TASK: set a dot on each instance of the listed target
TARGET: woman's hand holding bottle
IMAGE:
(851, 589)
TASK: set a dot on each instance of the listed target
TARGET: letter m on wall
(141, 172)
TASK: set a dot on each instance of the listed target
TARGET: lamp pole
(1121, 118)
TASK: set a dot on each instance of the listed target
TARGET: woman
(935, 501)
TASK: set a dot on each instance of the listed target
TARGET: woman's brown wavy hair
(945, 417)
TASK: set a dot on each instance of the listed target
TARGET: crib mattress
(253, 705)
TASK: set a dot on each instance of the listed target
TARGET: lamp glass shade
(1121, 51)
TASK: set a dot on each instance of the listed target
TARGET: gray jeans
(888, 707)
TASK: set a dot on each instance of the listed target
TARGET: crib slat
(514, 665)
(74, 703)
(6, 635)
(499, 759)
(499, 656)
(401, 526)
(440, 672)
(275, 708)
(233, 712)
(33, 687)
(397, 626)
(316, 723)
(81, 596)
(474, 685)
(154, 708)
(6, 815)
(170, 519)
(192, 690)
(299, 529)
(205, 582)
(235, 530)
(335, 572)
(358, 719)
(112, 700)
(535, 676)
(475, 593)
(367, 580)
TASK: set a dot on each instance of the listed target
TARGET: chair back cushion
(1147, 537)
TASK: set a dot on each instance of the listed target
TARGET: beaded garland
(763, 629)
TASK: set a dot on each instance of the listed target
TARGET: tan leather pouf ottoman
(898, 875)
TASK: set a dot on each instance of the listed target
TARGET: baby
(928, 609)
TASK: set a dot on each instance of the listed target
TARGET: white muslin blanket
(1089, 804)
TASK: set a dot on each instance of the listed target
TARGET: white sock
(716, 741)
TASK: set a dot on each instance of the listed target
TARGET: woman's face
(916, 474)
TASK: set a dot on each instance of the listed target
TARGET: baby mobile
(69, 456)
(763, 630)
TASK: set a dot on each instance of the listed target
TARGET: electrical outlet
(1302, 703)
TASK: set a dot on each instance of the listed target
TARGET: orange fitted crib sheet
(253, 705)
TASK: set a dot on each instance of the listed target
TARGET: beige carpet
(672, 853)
================================
• Exercise requirements: Say each line again exactly as it appears above.

• Output of the exercise:
TASK: set a dot on each instance of the listed target
TARGET: woman's hand holding bottle
IMAGE:
(851, 589)
TASK: set a dot on each instance of the listed target
TARGET: letter m on wall
(141, 172)
TASK: set a dot on each instance of the listed target
TARGET: lamp pole
(1121, 118)
TASK: set a dot on each instance of the listed target
TARGET: woman
(935, 501)
TASK: set a dot on each instance of the listed target
TARGET: woman's brown wavy hair
(945, 417)
TASK: set a dot on each instance of the listed target
TARGET: crib mattress
(253, 705)
TASK: set a dot on each instance of the listed target
TARGET: lamp glass shade
(1121, 51)
TASK: set a dot on each instance of the listed target
TARGET: gray jeans
(888, 707)
TASK: set a dot on each instance of the listed target
TARGET: crib slat
(514, 665)
(74, 703)
(6, 635)
(499, 759)
(499, 656)
(401, 526)
(440, 672)
(275, 708)
(233, 712)
(33, 687)
(397, 626)
(316, 723)
(81, 596)
(474, 685)
(154, 708)
(6, 815)
(170, 519)
(192, 690)
(299, 529)
(205, 582)
(235, 530)
(335, 572)
(358, 719)
(112, 700)
(535, 676)
(475, 593)
(367, 580)
TASK: set a dot on each instance of the listed target
TARGET: chair back cushion
(1147, 537)
TASK: set a dot on each instance of the listed target
TARGET: beaded garland
(763, 629)
TASK: set a dot on each instance of the listed target
TARGET: tan leather pouf ottoman
(898, 875)
TASK: set a dot on each instance of the listed target
TARGET: baby
(928, 609)
TASK: set a dot on each instance of the listed target
TARGET: white muslin blanket
(1089, 804)
TASK: set a dot on each instance of the listed target
TARGET: white sock
(716, 741)
TASK: set a dot on each instance of the listed target
TARGET: woman's face
(916, 474)
TASK: set a dot on each instance of the listed target
TARGET: baby mobile
(69, 456)
(763, 630)
TASK: set a dot on each instance of the listed target
TARGET: electrical outlet
(1302, 703)
TASK: set a dot on each instance of the listed target
TARGET: orange fitted crib sheet
(253, 705)
TASK: set a dot on each instance of the listed target
TARGET: beige carpet
(672, 853)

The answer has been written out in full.